GIVEN REQUEST: Filter the items that follow and copy out every line containing the string "grey", treating uppercase and lowercase letters as different.

□ □ □ □ □ □ □

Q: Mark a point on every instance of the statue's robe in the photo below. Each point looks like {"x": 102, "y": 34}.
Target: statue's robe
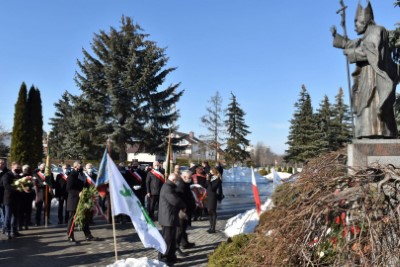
{"x": 375, "y": 78}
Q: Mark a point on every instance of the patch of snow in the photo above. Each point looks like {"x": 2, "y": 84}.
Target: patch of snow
{"x": 282, "y": 175}
{"x": 245, "y": 222}
{"x": 140, "y": 262}
{"x": 241, "y": 175}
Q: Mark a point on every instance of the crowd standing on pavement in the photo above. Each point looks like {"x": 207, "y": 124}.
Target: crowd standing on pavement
{"x": 173, "y": 201}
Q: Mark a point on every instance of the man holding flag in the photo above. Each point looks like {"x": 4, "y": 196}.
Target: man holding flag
{"x": 154, "y": 181}
{"x": 124, "y": 201}
{"x": 170, "y": 204}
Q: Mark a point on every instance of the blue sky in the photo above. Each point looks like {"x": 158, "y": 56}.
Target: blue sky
{"x": 262, "y": 51}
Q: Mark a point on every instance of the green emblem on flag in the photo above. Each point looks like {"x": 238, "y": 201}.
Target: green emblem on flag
{"x": 127, "y": 192}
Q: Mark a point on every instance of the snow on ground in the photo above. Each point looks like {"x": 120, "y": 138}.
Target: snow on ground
{"x": 140, "y": 262}
{"x": 245, "y": 222}
{"x": 241, "y": 175}
{"x": 282, "y": 175}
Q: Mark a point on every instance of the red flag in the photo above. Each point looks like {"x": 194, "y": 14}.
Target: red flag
{"x": 255, "y": 192}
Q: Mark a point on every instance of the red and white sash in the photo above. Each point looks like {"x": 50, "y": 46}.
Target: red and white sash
{"x": 158, "y": 174}
{"x": 89, "y": 179}
{"x": 136, "y": 176}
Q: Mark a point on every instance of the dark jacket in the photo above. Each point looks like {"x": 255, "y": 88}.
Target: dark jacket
{"x": 185, "y": 193}
{"x": 60, "y": 185}
{"x": 40, "y": 186}
{"x": 212, "y": 188}
{"x": 133, "y": 181}
{"x": 170, "y": 204}
{"x": 10, "y": 192}
{"x": 153, "y": 184}
{"x": 76, "y": 181}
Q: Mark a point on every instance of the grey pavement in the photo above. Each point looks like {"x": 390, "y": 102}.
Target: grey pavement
{"x": 48, "y": 247}
{"x": 42, "y": 247}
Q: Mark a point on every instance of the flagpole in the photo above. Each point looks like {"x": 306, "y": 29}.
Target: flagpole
{"x": 46, "y": 187}
{"x": 112, "y": 217}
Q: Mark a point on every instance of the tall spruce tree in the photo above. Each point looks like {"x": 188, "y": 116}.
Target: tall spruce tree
{"x": 324, "y": 123}
{"x": 214, "y": 124}
{"x": 35, "y": 124}
{"x": 341, "y": 128}
{"x": 121, "y": 90}
{"x": 4, "y": 149}
{"x": 65, "y": 140}
{"x": 305, "y": 139}
{"x": 236, "y": 127}
{"x": 20, "y": 150}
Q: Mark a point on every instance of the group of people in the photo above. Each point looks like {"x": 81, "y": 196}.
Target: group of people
{"x": 19, "y": 188}
{"x": 177, "y": 205}
{"x": 170, "y": 200}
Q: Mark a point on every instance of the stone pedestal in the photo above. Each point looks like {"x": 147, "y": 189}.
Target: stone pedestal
{"x": 365, "y": 152}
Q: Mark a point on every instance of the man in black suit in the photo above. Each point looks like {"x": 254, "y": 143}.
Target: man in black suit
{"x": 44, "y": 194}
{"x": 185, "y": 193}
{"x": 10, "y": 201}
{"x": 76, "y": 181}
{"x": 170, "y": 204}
{"x": 154, "y": 181}
{"x": 61, "y": 193}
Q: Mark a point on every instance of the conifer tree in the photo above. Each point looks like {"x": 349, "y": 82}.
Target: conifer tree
{"x": 35, "y": 125}
{"x": 121, "y": 92}
{"x": 341, "y": 128}
{"x": 305, "y": 139}
{"x": 20, "y": 141}
{"x": 237, "y": 131}
{"x": 65, "y": 141}
{"x": 213, "y": 123}
{"x": 4, "y": 149}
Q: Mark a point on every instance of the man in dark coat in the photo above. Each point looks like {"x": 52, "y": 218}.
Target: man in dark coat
{"x": 213, "y": 184}
{"x": 42, "y": 189}
{"x": 76, "y": 181}
{"x": 3, "y": 172}
{"x": 170, "y": 204}
{"x": 137, "y": 180}
{"x": 61, "y": 193}
{"x": 184, "y": 192}
{"x": 154, "y": 181}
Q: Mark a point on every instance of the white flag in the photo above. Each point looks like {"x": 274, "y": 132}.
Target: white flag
{"x": 124, "y": 201}
{"x": 277, "y": 179}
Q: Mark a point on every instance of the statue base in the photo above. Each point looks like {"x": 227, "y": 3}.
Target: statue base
{"x": 364, "y": 153}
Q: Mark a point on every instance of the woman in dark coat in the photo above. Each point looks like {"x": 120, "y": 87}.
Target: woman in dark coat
{"x": 213, "y": 183}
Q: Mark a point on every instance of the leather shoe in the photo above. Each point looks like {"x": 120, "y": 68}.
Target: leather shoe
{"x": 72, "y": 240}
{"x": 181, "y": 253}
{"x": 188, "y": 245}
{"x": 92, "y": 238}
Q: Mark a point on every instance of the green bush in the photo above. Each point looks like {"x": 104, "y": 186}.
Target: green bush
{"x": 229, "y": 253}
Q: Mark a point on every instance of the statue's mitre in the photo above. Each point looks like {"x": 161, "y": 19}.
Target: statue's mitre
{"x": 365, "y": 14}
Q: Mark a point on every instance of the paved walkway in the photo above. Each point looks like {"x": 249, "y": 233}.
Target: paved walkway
{"x": 48, "y": 247}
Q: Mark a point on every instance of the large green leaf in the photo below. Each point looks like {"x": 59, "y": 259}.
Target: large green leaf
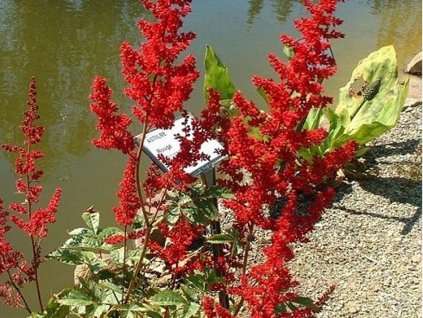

□ □ □ □ □ □ □

RESULT:
Q: Mark a point on every instance of the grey pavement in the photo above. Each point looks like {"x": 390, "y": 102}.
Target: grey pavement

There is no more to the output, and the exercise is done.